# Consigne 1
Répondez, s'il vous plaît, aux questions suivantes d'après l'extrait de page ci-dessous :
(a) En quelle année Charles Genois fut-il surpris par une tempête en revenant de Terre-Neuve ?
(b) Que donna en reconnaissance l'équipage de Samson Tuné ?
(c) Combien de temps Jean Liebard resta-t-il sur la petite île pour réparer son navire ?
********
Les faits rapportés dans cette seconde liste sont extraits du registre des RR. PP. Capucins et des légendes écrites au bas des ex-voto suspendus dans la Chapelle.

1. Charles Genois fut surpris d’une tempête épouvantable en revenant de Terre-Neuve en 1644. Son mât fut emporté et son navire par deux fois submergé. Alors ranimant le courage perdu de tout son équipage, il se recommanda à Dieu par l’intercession de Notre-Dame-de-Grâce, et la mer devint aussitôt calme, les vents tombèrent et il arriva heureusement à Honfleur. Ils donnèrent un cierge de cire blanche, pesant six livres, avec quatre écus pour l’ornement de la Chapelle.

2. En 1655, Samson Tuné, en revenant des îles, essuya une tempête si violente en arrivant à Nantes, qu’il fut enseveli tout-à-coup dans les ténèbres les plus épaisses. Les vents faisaient un tel vacarme que les matelots ne s’entendaient pas. Pour comble de malheur, le navire s’ouvrit et l’équipage perdit l’espoir de se sauver. Dans cette extrémité, il eut recours à Notre-Dame-de-Grâce. Et sans distinction de protestants et de catholiques qui composaient son équipage, tous firent le même voeu, et aussitôt, dit-il dans son rapport, le vent tomba, la mer devint unie et le navire se referma. En reconnaissance ils donnèrent une lampe d’argent.

3. Jean Liebard de Honfleur, qui commandait le Saint-François, étant parti d’Amsterdam pour revenir en France, en 1660, éprouva sur la rade du Texel un coup de vent qui dura depuis dix heures du soir jusqu’à sept heures du matin, et qui fut si terrible qu’il fut obligé de couper son mât. Ses câbles s’étant rompus, il devint le jouet des vents. Il toucha deux fois et perdit sont gouvernail. L’eau commença à entrer par l’arrière avec tant d’abondance que les matelots en avaient jusqu’à la ceinture entre deux ponts. Enfin, ayant vu dix-sept navires périr sous ses yeux, corps et biens, il se recommanda avec son équipage à Notre-Dame-de-Grâce, et il alla s’échouer sur une petite île voisine où il resta six semaines, pour réparer son navire.

Il y eut deux cent soixante-dix bâtiments qui périrent sur la rade avec dix mille hommes. La bourse d’Amsterdam fut fermée pendant trois semaines.

4. La même année, une gribane battue par la tempête et prête à être engloutie implora Notre-Dame-de-Grâce. Une vague la renversa la quille en haut et une autre vague la redressa. Quoique tous les matelots fussent dispersés dans les flots, il ne s’en perdit pas un, et elle arriva au lieu de sa destination.
********
# Consigne 2
Comptez les lignes des entrées ci-dessous qui contiennent le mot « umbrella ». Donnez seulement ce nombre.

# Données extraites
********
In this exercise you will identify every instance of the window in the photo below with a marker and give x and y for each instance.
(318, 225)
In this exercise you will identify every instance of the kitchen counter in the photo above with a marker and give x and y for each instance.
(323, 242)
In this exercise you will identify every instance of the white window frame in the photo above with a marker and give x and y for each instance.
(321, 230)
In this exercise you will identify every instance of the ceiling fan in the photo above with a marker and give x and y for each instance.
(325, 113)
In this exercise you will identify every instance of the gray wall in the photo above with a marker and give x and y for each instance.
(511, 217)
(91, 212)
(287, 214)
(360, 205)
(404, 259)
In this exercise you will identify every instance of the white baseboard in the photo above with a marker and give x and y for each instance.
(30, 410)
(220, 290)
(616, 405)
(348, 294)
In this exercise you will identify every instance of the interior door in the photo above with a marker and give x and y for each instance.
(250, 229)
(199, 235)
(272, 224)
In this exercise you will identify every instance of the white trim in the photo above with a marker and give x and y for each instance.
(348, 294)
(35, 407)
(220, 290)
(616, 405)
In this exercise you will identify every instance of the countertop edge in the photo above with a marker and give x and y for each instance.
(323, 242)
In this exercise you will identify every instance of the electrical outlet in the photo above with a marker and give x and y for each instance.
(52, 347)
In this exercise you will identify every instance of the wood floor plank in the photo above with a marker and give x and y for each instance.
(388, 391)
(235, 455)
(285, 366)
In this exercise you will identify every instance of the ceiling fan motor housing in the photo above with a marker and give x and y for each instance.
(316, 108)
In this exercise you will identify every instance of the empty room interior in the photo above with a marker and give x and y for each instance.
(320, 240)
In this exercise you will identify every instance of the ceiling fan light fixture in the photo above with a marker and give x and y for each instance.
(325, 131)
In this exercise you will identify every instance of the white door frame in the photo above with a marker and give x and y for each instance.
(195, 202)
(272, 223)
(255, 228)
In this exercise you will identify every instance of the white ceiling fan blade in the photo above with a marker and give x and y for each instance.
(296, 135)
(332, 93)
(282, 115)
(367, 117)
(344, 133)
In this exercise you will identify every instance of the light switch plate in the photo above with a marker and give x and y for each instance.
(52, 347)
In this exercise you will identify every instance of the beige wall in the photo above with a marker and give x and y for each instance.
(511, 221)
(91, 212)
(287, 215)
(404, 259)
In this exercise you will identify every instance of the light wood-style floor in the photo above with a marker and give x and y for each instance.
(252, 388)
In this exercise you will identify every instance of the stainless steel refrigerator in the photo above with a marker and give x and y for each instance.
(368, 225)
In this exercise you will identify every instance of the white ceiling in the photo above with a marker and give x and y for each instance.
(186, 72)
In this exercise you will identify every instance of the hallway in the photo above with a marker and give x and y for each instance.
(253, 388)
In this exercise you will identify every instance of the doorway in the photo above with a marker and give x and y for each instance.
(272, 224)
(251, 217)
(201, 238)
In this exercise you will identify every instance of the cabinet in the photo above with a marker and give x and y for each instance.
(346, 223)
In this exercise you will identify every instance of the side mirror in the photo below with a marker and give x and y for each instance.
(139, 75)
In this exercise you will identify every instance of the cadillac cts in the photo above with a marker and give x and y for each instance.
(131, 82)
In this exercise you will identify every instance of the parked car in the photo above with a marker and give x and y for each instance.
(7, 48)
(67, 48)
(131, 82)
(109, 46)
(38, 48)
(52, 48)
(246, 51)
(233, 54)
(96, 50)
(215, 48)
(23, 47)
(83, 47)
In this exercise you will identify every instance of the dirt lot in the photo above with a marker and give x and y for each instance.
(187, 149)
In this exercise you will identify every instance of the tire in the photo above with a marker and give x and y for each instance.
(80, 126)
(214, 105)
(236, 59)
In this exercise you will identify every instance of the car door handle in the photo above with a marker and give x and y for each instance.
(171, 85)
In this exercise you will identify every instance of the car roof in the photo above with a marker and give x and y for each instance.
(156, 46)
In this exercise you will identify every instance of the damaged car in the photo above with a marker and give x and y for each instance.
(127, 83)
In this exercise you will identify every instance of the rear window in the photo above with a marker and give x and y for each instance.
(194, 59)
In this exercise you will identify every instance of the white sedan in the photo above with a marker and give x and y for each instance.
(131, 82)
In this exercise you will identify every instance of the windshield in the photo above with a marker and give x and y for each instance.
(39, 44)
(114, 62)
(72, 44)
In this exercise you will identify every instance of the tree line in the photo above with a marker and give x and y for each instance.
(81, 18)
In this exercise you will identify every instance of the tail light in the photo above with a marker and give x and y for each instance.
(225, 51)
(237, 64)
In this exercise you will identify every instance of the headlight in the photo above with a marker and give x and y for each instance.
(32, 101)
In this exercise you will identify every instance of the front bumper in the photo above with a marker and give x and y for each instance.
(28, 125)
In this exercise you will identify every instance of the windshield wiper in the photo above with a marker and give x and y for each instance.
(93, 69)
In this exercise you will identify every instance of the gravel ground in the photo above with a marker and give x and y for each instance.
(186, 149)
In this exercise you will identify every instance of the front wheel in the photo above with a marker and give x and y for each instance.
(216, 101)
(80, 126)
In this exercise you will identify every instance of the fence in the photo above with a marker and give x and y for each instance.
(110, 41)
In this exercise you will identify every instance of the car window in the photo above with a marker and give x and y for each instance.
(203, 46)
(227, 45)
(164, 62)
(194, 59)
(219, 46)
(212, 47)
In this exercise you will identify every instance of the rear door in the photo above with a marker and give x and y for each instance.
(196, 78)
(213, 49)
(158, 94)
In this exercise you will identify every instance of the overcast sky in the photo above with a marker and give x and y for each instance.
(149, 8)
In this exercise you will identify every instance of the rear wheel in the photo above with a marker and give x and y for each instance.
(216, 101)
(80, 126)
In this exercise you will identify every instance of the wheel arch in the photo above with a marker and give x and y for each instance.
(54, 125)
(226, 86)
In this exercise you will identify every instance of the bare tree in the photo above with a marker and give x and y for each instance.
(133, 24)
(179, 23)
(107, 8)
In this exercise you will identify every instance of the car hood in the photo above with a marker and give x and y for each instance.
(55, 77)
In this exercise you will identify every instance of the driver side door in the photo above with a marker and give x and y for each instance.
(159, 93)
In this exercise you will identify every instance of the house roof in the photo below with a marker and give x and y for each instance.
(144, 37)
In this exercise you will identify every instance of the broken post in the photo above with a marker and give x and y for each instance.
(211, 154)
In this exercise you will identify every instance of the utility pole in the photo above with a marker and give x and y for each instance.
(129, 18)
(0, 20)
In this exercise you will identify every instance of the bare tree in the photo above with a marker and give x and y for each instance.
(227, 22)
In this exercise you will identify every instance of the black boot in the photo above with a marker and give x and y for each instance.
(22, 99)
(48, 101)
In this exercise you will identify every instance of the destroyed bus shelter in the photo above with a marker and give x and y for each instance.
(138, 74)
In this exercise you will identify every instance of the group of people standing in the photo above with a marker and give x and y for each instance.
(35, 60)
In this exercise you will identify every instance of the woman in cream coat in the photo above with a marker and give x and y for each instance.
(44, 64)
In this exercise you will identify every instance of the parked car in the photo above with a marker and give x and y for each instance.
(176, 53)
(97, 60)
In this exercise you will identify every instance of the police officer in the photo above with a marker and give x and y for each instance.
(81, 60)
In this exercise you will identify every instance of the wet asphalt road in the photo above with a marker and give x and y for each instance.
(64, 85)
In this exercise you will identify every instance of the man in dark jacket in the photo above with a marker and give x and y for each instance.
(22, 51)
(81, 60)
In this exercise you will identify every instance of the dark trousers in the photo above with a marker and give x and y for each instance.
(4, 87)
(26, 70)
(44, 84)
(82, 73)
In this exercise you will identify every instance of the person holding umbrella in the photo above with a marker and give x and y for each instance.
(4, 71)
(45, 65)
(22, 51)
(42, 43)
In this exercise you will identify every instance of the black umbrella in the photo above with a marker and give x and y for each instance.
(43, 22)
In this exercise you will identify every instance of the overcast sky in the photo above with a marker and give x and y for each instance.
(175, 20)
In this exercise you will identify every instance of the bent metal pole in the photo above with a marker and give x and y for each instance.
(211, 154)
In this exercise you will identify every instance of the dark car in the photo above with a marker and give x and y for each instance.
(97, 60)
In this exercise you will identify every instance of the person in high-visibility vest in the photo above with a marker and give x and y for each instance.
********
# Réponse attendue 1
(a) En 1644.
(b) Une lampe d'argent.
(c) Six semaines.

# Réponse attendue 2
2